Study material:
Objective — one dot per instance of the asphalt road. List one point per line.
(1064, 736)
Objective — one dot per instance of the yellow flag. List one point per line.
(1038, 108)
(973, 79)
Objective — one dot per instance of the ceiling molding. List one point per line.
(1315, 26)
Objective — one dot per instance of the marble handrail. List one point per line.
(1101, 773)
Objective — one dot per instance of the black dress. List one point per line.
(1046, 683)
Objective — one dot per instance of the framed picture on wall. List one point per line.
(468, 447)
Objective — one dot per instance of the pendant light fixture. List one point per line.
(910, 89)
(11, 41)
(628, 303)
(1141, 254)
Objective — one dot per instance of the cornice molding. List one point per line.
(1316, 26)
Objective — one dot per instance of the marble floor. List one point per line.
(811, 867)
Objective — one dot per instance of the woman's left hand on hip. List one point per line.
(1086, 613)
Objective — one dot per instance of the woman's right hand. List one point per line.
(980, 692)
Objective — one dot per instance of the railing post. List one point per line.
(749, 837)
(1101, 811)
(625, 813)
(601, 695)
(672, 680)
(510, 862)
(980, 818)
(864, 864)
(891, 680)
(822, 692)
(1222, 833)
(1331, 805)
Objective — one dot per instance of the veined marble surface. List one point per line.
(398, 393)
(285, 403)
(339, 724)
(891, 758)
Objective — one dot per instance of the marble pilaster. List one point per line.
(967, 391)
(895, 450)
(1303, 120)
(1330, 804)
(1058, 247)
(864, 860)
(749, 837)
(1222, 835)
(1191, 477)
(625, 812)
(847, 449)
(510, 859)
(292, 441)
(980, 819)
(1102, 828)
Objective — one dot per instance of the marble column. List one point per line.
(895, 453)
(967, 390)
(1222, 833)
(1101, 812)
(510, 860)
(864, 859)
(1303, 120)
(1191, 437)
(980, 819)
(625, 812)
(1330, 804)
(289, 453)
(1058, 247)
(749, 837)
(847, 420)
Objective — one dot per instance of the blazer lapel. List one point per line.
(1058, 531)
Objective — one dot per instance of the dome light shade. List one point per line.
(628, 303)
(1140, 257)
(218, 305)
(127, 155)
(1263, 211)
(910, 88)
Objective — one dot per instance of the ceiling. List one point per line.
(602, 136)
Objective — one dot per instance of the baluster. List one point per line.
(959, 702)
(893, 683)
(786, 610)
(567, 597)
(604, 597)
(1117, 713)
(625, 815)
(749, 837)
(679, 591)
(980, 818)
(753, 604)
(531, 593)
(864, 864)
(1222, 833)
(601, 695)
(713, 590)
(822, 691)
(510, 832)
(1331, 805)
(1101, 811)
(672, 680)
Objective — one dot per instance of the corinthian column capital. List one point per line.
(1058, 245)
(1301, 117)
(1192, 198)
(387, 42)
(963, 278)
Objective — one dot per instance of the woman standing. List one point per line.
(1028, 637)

Exercise prompt:
The records above are to be restated word for word, in full.

Expected answer:
Objective — one dot per instance of the asphalt road. List one point per line.
(1064, 736)
Objective — one dot per instance of the yellow flag. List one point per line.
(1038, 108)
(973, 79)
Objective — one dot per instance of the ceiling molding. List one point per line.
(1315, 26)
Objective — one dot per instance of the marble handrail. List one point per line.
(1101, 773)
Objective — one dot per instance of the black dress. List one point per line.
(1046, 683)
Objective — one dot per instance of the framed picture on wall. List one point per line.
(468, 447)
Objective — one dot per instance of the pendant light fixture. List one point per line.
(910, 89)
(11, 41)
(628, 303)
(1141, 254)
Objective — one dot per instance of the cornice molding. List one point per line.
(1316, 26)
Objective — one dot per instance of the marble floor. List one point per line.
(811, 867)
Objective — one dot per instance of the woman's left hand on hip. List one point per line.
(1086, 613)
Objective — one dot per instance of the woman's right hand. List one point per line.
(980, 692)
Objective — one dot per instance of the railing post. List one point per line.
(749, 837)
(1101, 811)
(625, 813)
(601, 695)
(672, 680)
(510, 862)
(980, 818)
(864, 864)
(891, 680)
(822, 692)
(1222, 833)
(1331, 805)
Objective — one dot per instance of the veined marble surface. List one point per line.
(398, 393)
(285, 403)
(339, 724)
(891, 758)
Objective — one dot per instance of the marble pilaster. List one point per line.
(967, 391)
(895, 450)
(1303, 120)
(1330, 804)
(1058, 247)
(864, 860)
(749, 837)
(1222, 835)
(1191, 477)
(625, 812)
(847, 449)
(510, 859)
(292, 441)
(980, 819)
(1102, 828)
Objective — one dot per instance of the marble column. List one point per line.
(895, 453)
(967, 390)
(1222, 833)
(1101, 812)
(510, 860)
(864, 859)
(1303, 120)
(1191, 437)
(980, 819)
(625, 812)
(1330, 804)
(289, 453)
(1058, 247)
(749, 837)
(847, 420)
Objective — one dot per instance of the blazer lapel. List one point per line.
(1058, 531)
Objective — one dot per instance of the dome light shade. List one point per line.
(628, 303)
(1140, 257)
(218, 305)
(127, 155)
(1263, 211)
(910, 88)
Objective — one dot per instance of the ceiling. List one point per line.
(602, 136)
Objective — one dot per instance of the baluster. List one point per line.
(959, 702)
(893, 683)
(786, 610)
(567, 597)
(604, 597)
(1117, 713)
(625, 815)
(749, 837)
(679, 591)
(980, 818)
(753, 604)
(531, 593)
(864, 864)
(1222, 833)
(601, 695)
(713, 590)
(822, 691)
(510, 832)
(1331, 805)
(1101, 811)
(672, 680)
Objective — one dot per instance of the corinthian column capital. List one point per line.
(1058, 245)
(1301, 117)
(1192, 198)
(387, 42)
(963, 278)
Objective — one dot per instance of the woman standing. List one point per line.
(1028, 637)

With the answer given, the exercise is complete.